■ QUESTIONS ON THE MATERIAL
1: In the passage about Carefree and Notion, what kind of Notion subscription does Carefree use?
2: Copy word for word everything in the passage about Carefree and Notion from "Screenshot of Carefree's" down to "out in Step 1.".

■ PASSAGE FOR REVIEW
'''

List the types of information held internally and where each is currently stored.

Screenshot of Carefree's use of Notion A screenshot from Carefree's Notion

Carefree had a lot of documents spread across different computers and cloud services such as Airtable, Google Drive and Miro. They first identified all the documents that they wanted to centralise within Notion. This became an audit and reorganisation of some of their storage structures.

Carefree also wanted to share their real-world office’s wall. This included whiteboards that showed their values, KPIs and delivery plans.

Several tools like Notion exist. They have lots of different names - productivity tools, knowledge management systems or simply workspaces. Choosing the right one for your organisation will depend on things you worked out in Step 1.

Explore 2-3 by watching their videos, exploring their examples and trying out their free versions. Then pick one to try out. You’ll be starting small so you can change your mind if it doesn’t work out.

Carefree chose to use Notion because:

  • Its workspace is customisable and collaborative

  • Its pages can act as a central repository. You can embed or link to information from other places such as OneDrive, Google Drive, Miro and Airtable.

  • Its pages can also be used to display information in the same ways as documents

  • It can act as a live log for project work

  • It has other functionality, for example as a task management tool, project management tool, database, wiki and more.

Carefree uses a ‘team’ subscription in Notion so that every member of staff can collaborate anywhere in their Notion workspace. This requires a monthly subscription to the Teams pricing tier.

Start with a set of index pages for the main types of information you want to share. For example you might have a Team page for everything to share with your team, and an Organisation page for everything that is organisation wide. Label them using words that your staff use.

Sometimes, it might be best to start with the tool’s built in templates. Then you can use Notion’s online documentation to learn how it works and adapt it to suit your needs.

Each page can also have a set of sub-pages. But start small. You don’t need a detailed or polished structure to start with. Have realistic expectations and be flexible.

'''

■ SUPPLIED RECORDS
'''

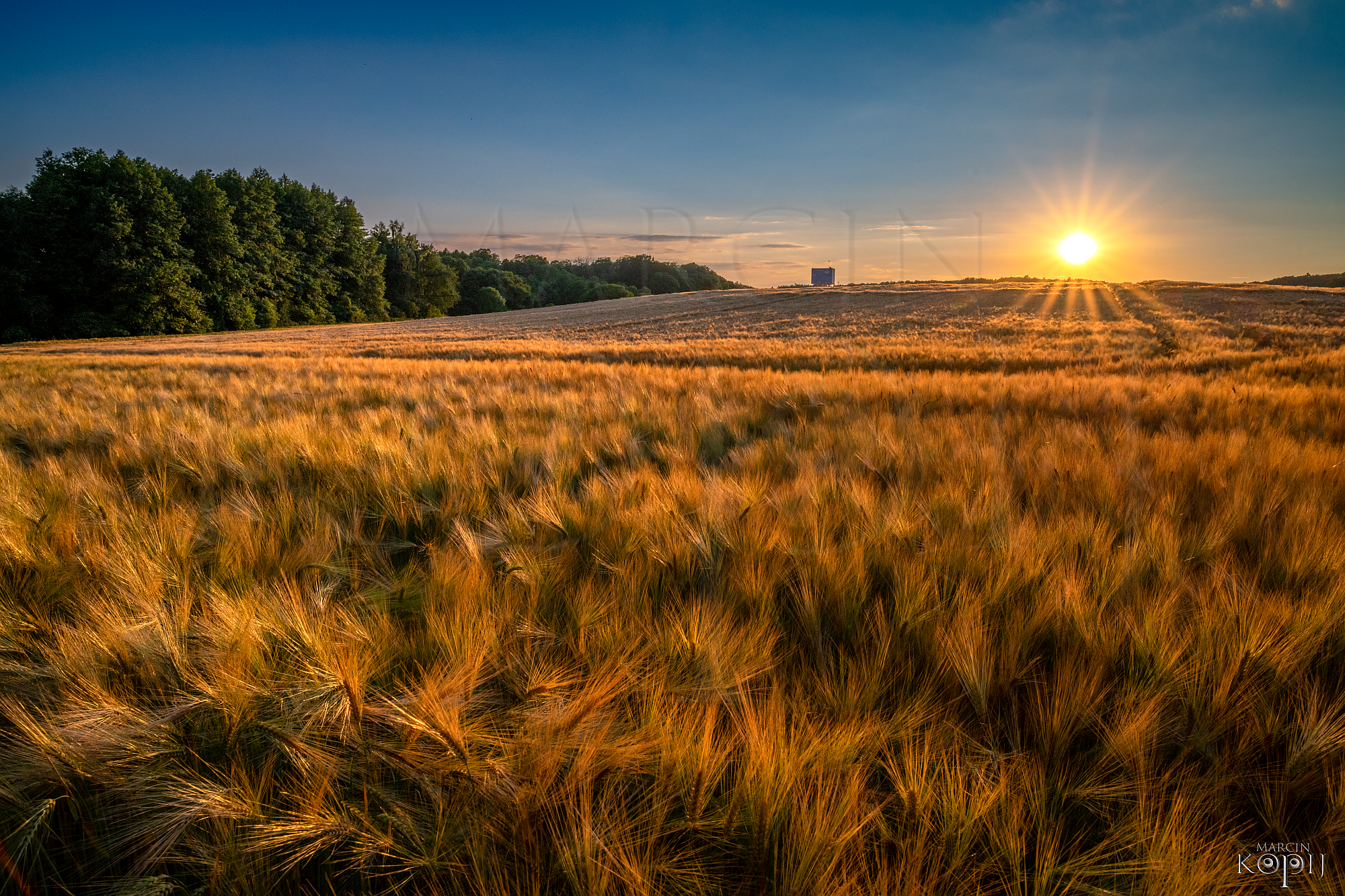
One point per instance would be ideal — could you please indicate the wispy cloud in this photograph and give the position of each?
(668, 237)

'''
'''

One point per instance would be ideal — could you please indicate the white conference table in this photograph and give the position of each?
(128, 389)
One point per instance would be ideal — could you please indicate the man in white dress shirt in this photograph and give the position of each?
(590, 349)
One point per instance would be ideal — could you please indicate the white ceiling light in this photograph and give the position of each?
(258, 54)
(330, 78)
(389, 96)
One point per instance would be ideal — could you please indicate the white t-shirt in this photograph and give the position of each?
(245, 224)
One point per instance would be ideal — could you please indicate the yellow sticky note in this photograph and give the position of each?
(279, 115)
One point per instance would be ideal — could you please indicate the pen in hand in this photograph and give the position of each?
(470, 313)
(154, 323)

'''

■ ANSWER SECTION
1: A ‘team’ subscription, paid monthly at the Teams pricing tier.

2:
Screenshot of Carefree's use of Notion A screenshot from Carefree's Notion

Carefree had a lot of documents spread across different computers and cloud services such as Airtable, Google Drive and Miro. They first identified all the documents that they wanted to centralise within Notion. This became an audit and reorganisation of some of their storage structures.

Carefree also wanted to share their real-world office’s wall. This included whiteboards that showed their values, KPIs and delivery plans.

Several tools like Notion exist. They have lots of different names - productivity tools, knowledge management systems or simply workspaces. Choosing the right one for your organisation will depend on things you worked out in Step 1.